## Aufgaben
A. Gib den Forumsbeitrag zur Cube-Händlersuche zwischen "# Hamburg /" und "noch damit fahren." einschließlich wieder und tausche dabei "Hardtail" gegen "Trekkingrad" aus.
B. Für welchen Umkreis um Hamburg bittet der Forumsbeitrag zur Cube-Händlersuche um Tipps zu Händlern?
C. Schreibe den Forumsbeitrag zur Cube-Händlersuche im Anschluss an seine letzte Zeile weiter.

# Hamburg / schleswig-Holstein - CUBE Händler mit gut bestückter Ausstellung gesucht



## rozis (2. Mai 2010)

Moin,

möchte die nächste Zeit mal die Wahl zwischen einem Fully oder Hardtail treffen und dazu ein Cube meiner Vorauswahl probefahren.



Ich werde in und um Hamburg versuchen Händler auszusuchen, hoffe da hat einer was in der Ausstellung und lässt mich dann auch noch damit fahren.


> Fahrradhaus Meincke
> Erdkampsweg 24
> 22335
> Hamburg
> ...



Kann mir jemand für den Großraum Hamburg (120km) Tipps geben, welche Händler immer was in der Ausstellung haben und nach dem Kauf auch guten Service bieten?

Danke


----------



## herrderringel (3. Mai 2010)

## Auflistung
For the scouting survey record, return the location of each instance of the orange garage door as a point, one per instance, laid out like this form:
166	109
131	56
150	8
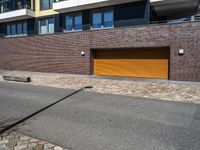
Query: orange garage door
145	63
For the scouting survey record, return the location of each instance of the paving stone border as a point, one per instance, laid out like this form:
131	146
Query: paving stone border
156	89
18	141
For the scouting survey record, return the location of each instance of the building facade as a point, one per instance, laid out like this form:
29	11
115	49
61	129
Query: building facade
131	38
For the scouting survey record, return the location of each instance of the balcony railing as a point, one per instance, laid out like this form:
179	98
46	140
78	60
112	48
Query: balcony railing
12	5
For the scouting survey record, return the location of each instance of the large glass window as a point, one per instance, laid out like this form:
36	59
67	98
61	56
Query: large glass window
46	4
78	22
102	19
24	28
8	30
73	22
16	29
51	25
108	19
69	23
46	25
97	20
43	26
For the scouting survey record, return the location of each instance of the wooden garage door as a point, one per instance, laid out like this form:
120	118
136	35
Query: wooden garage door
146	63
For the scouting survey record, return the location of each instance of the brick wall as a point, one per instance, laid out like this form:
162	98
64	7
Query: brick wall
62	52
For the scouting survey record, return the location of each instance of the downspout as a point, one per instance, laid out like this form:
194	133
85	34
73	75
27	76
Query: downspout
198	7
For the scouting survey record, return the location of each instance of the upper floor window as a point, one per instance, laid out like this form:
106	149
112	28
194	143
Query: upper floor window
46	25
16	29
46	4
73	22
102	19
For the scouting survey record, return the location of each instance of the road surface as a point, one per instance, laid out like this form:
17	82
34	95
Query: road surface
93	121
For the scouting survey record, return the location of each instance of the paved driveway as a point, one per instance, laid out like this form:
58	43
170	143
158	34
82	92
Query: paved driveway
92	121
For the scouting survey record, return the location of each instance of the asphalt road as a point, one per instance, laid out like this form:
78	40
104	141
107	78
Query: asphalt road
92	121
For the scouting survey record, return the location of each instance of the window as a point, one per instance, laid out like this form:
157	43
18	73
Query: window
8	30
97	20
46	4
46	25
102	19
73	22
17	29
51	25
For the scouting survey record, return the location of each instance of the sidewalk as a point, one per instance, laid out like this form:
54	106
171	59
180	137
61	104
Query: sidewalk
18	141
148	88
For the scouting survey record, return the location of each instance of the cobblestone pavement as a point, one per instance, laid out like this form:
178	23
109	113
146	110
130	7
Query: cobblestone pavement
18	141
165	90
159	89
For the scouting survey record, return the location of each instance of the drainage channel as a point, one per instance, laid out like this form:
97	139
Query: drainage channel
41	110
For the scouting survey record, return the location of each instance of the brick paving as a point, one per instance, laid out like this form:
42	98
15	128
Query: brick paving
18	141
160	89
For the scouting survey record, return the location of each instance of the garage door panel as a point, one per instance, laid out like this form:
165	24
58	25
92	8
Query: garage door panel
131	66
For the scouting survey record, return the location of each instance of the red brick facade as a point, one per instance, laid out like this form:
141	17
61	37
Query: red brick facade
61	52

## Antworten nach Aufgaben
A.
# Hamburg / schleswig-Holstein - CUBE Händler mit gut bestückter Ausstellung gesucht



## rozis (2. Mai 2010)

Moin,

möchte die nächste Zeit mal die Wahl zwischen einem Fully oder Trekkingrad treffen und dazu ein Cube meiner Vorauswahl probefahren.



Ich werde in und um Hamburg versuchen Händler auszusuchen, hoffe da hat einer was in der Ausstellung und lässt mich dann auch noch damit fahren.

B. 120 km

C.
moin!

RENN-UND SPORTRAD e.K
Inhaber: Cay Schildknecht
Bahrenfelderstr. 118
22765 Hamburg

haben auch immer einige Cubes rumstehen, probefahrt sollte auch möglich sein, klettereigenschaften kannst du gleich um die ecke am elbsteilhang testen. zum service kann ich leider nicht viel sagen, mache alles selber.

viel spass bei der suche nach deinem neuen bike


----------



## MTB-News.de




----------



## rozis (3. Mai 2010)

Danke!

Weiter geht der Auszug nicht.